------ DATA EXTRACT

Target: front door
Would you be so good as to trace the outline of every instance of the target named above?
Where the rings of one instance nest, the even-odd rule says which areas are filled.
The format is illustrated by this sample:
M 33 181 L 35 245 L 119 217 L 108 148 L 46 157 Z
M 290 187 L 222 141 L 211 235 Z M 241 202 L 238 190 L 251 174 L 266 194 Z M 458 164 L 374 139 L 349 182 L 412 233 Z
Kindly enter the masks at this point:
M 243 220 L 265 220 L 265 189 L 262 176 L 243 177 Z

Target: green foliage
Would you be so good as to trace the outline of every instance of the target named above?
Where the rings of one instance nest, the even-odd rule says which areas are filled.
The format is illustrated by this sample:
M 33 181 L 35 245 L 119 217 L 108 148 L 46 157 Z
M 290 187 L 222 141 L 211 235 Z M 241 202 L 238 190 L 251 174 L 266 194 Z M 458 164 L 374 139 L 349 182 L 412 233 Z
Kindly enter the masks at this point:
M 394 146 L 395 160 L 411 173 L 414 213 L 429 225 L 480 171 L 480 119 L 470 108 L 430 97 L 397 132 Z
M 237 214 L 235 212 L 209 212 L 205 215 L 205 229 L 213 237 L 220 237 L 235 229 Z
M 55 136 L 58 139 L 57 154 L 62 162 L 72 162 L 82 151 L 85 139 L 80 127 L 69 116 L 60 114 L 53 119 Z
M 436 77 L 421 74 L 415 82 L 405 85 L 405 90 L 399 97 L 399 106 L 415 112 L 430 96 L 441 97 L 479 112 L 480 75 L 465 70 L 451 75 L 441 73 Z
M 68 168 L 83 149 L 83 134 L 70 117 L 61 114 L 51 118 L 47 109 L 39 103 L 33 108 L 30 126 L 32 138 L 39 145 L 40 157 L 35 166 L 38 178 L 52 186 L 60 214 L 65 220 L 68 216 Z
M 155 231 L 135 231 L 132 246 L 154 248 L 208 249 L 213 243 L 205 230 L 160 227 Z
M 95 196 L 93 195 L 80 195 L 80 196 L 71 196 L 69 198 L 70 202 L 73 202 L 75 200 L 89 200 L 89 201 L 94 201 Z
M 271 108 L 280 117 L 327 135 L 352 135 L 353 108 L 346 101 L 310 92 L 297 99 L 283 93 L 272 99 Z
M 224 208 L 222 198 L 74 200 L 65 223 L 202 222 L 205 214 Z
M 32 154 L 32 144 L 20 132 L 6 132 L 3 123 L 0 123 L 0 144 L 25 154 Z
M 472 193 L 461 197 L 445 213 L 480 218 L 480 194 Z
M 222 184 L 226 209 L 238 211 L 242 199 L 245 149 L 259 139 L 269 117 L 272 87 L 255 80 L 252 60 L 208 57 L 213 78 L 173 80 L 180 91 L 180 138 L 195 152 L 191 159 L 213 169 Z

------------

PROBLEM TO SOLVE
Write out every record above once more, line for line, with no changes.

REPLY TO THE EXERCISE
Target: front door
Would you be so good as to trace the outline of every instance of the target named above?
Where the rings of one instance nest, the even-odd rule says which areas are filled.
The format is illustrated by this sample:
M 33 181 L 35 245 L 119 217 L 108 148 L 46 157 Z
M 290 187 L 222 141 L 211 235 Z M 241 202 L 238 190 L 251 174 L 266 194 Z M 458 164 L 374 139 L 349 182 L 412 233 Z
Kindly enter the masks at this point:
M 243 220 L 265 220 L 265 189 L 262 176 L 243 177 Z

Target: green foliage
Would you be so good as to trace the outline of every instance of the target named above?
Where the rings of one instance nest, the even-odd rule says which areas are filled.
The format is illustrated by this sample:
M 33 181 L 35 245 L 119 217 L 108 148 L 46 157 Z
M 290 187 L 222 141 L 211 235 Z M 241 202 L 238 190 L 251 174 L 266 194 Z M 458 164 L 374 139 L 349 182 L 412 233 Z
Kindly enter the masks at this point:
M 394 146 L 395 160 L 411 173 L 414 213 L 429 225 L 480 171 L 480 119 L 470 108 L 430 97 L 397 132 Z
M 237 214 L 235 212 L 209 212 L 205 215 L 205 229 L 213 237 L 220 237 L 235 229 Z
M 55 136 L 58 139 L 57 154 L 62 162 L 72 162 L 82 151 L 85 139 L 80 127 L 69 116 L 60 114 L 53 119 Z
M 436 77 L 421 74 L 415 82 L 405 85 L 405 90 L 399 97 L 399 106 L 415 112 L 430 96 L 441 97 L 479 112 L 480 75 L 465 70 L 451 75 L 441 73 Z
M 68 168 L 83 149 L 83 134 L 70 117 L 61 114 L 51 118 L 47 109 L 39 103 L 33 108 L 30 126 L 32 138 L 39 145 L 40 157 L 35 166 L 38 178 L 52 186 L 60 214 L 65 220 L 68 216 Z
M 155 231 L 135 231 L 132 246 L 154 248 L 208 249 L 213 243 L 205 230 L 160 227 Z
M 95 196 L 93 195 L 80 195 L 80 196 L 71 196 L 69 198 L 70 202 L 73 202 L 75 200 L 89 200 L 89 201 L 94 201 Z
M 271 108 L 280 117 L 327 135 L 352 135 L 353 108 L 346 101 L 310 92 L 297 99 L 283 93 L 272 99 Z
M 224 208 L 222 198 L 74 200 L 65 223 L 202 222 L 205 214 Z
M 32 154 L 32 144 L 20 132 L 6 132 L 3 123 L 0 123 L 0 144 L 25 154 Z
M 472 193 L 461 197 L 445 213 L 480 218 L 480 194 Z
M 222 184 L 226 209 L 238 211 L 242 199 L 245 149 L 259 139 L 269 117 L 272 87 L 255 80 L 252 60 L 208 57 L 213 78 L 173 80 L 180 91 L 180 138 L 195 152 L 191 159 L 213 169 Z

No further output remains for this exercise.